## [Given request 1]
Pull out the passage of the AIPod Mini deployment guide that starts at the words "This paper provides" and ends after "install Helm charts.", copied word for word.
## [Given request 2]
List every assumption that the AIPod Mini deployment guide states under its "Assumptions:" heading.
## [Given request 3]
Carry on writing the AIPod Mini deployment guide from the point after its last line.
[START OF Selected extract]
Skip to main content
NetApp artificial intelligence solutions

NetApp AIPod Mini for ERAG - Deployment Steps

Contributors Arpitamahajan01

This paper provides a comprehensive, step-by-step guide for deploying NetApp AIPod Mini for Enterprise RAG(ERAG) 2.0. It covers end-to-end installation and configuration of all core components, including the Kubernetes platform, NetApp Trident for storage orchestration, and the ERAG 2.0 stack using ansible playbooks. In addition to the deployment workflow, the document includes a dedicated troubleshooting guide that captures common issues encountered during installation, their root causes, and recommended resolutions to support a smooth and reliable deployment experience.

Intel Logo

Sathish Thyagarajan, Michael Oglesby, Arpita Mahajan NetApp

Assumptions:

  • The deployment user has sufficient permissions to create namespace and install Helm charts.

  • The Xeon servers run Ubuntu 22.04.

  • The same username is configured across all Xeon servers.

  • DNS Administrative access is available.

  • ONTAP 9.16 deployed with a SVM configured for S3 access.

  • S3 bucket is created and configured.
[END OF Selected extract]
[START OF Data provided]
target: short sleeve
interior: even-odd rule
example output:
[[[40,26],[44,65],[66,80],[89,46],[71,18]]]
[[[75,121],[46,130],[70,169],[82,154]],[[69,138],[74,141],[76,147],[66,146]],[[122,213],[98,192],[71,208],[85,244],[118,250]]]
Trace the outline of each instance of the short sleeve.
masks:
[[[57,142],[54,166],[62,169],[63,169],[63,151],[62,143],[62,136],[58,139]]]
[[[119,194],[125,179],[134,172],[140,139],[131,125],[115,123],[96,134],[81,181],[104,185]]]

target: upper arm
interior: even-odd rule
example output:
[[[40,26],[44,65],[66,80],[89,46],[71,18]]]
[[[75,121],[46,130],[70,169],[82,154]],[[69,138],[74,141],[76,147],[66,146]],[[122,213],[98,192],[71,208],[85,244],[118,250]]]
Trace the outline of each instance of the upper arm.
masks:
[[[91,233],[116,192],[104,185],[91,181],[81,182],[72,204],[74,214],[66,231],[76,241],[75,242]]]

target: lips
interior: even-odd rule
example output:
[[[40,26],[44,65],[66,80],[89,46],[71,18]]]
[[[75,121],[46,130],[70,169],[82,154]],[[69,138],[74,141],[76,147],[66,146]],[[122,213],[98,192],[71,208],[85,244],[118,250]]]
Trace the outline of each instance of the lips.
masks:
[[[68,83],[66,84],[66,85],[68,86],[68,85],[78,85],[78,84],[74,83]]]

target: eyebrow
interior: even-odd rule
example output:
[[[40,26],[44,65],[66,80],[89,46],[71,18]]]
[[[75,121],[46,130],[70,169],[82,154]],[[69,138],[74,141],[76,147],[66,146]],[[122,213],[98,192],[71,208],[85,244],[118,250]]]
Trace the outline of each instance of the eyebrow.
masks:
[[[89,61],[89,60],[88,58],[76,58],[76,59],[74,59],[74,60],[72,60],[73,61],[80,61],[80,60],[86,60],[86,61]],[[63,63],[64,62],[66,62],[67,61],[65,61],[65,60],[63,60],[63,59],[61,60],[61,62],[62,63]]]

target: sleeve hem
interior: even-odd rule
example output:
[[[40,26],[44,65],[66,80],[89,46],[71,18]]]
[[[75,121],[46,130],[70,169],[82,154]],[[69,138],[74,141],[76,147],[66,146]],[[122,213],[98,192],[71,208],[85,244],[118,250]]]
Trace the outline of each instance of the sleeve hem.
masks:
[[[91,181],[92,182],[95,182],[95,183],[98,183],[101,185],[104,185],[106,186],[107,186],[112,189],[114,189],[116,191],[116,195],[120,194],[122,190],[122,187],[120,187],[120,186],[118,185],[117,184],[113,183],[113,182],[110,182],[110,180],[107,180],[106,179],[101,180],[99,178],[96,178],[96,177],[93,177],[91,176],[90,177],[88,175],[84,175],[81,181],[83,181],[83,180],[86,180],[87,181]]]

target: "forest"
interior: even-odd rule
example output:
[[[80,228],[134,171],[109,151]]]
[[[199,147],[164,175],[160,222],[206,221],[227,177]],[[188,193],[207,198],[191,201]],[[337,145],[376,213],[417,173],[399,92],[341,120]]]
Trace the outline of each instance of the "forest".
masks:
[END OF Data provided]
## [Response 1]
This paper provides a comprehensive, step-by-step guide for deploying NetApp AIPod Mini for Enterprise RAG(ERAG) 2.0. It covers end-to-end installation and configuration of all core components, including the Kubernetes platform, NetApp Trident for storage orchestration, and the ERAG 2.0 stack using ansible playbooks. In addition to the deployment workflow, the document includes a dedicated troubleshooting guide that captures common issues encountered during installation, their root causes, and recommended resolutions to support a smooth and reliable deployment experience.

Intel Logo

Sathish Thyagarajan, Michael Oglesby, Arpita Mahajan NetApp

Assumptions:

  • The deployment user has sufficient permissions to create namespace and install Helm charts.

## [Response 2]
- The deployment user has sufficient permissions to create namespace and install Helm charts.
- The Xeon servers run Ubuntu 22.04.
- The same username is configured across all Xeon servers.
- DNS Administrative access is available.
- ONTAP 9.16 deployed with a SVM configured for S3 access.
- S3 bucket is created and configured.

## [Response 3]
Prerequisites

Install Git, Python3.11, and pip for Python3.11

On Ubuntu 22.04:

add-apt-repository ppa:deadsnakes/ppa
apt update
apt upgrade
apt install python3.11
python3.11 --version
apt install python3.11-pip
python3.11 -m pip --version

ERAG 2.0/2.0.1 Deployment Steps

1. Pull Enterprise RAG 2.0 release from GitHub

git clone https://github.com/opea-project/Enterprise-RAG.git
cd Enterprise-RAG/
git checkout tags/release-2.0.0

For ERAG 2.0.1, Use the below command

git checkout tags/release-2.0.1

2. Install prerequisites

cd deployment/
sudo apt-get install python3.11-venv
python3 -m venv erag-venv
source erag-venv/bin/activate
pip install --upgrade pip
pip install -r requirements.txt
ansible-galaxy collection install -r requirements.yaml --upgrade

3. Create inventory file

cp -a inventory/sample inventory/<cluster-name>
vi inventory/<cluster-name>/inventory.ini
# Control plane nodes
kube-3 ansible_host=<control_node_ip_address>

# Worker nodes
kube-1 ansible_host=<worker_node1_ip_address>
kube-2 ansible_host=<worker_node2_ip_address>

# Define node groups
[kube_control_plane]
kube-1
kube-2
kube-3

[kube_node]
kube-1
kube-2

[etcd:children]
kube_control_plane

[k8s_cluster:children]
kube_control_plane
kube_node

# Vars
[k8s_cluster:vars]
ansible_become=true
ansible_user=<ssh_username>
ansible_connection=ssh

4. Set up passwordless SSH to each node

ssh-copy-id REMOTE_USER@MACHINE_IP

Note: If a deploy node is used to deploy the ERAG, ensure that passwordless SSH is also configured on the deploy node.

5. Verify connectivity

ansible all -i inventory/<cluster-name>/inventory.ini -m ping

Note: If you do not have passwordless sudo set up on your nodes, then you will need to add --ask-become-pass to this command. When using --ask-become-pass, it is critical that the ssh user have the SAME password on each node.

6. Edit config.yaml file

Prepare the deployment by editing inventory/<cluster-name>/config.yaml to reflect your environment specifics.

vi inventory/<cluster-name>/config.yaml

Sample Snippet:

…
deploy_k8s: true
…
install_csi: "netapp-trident"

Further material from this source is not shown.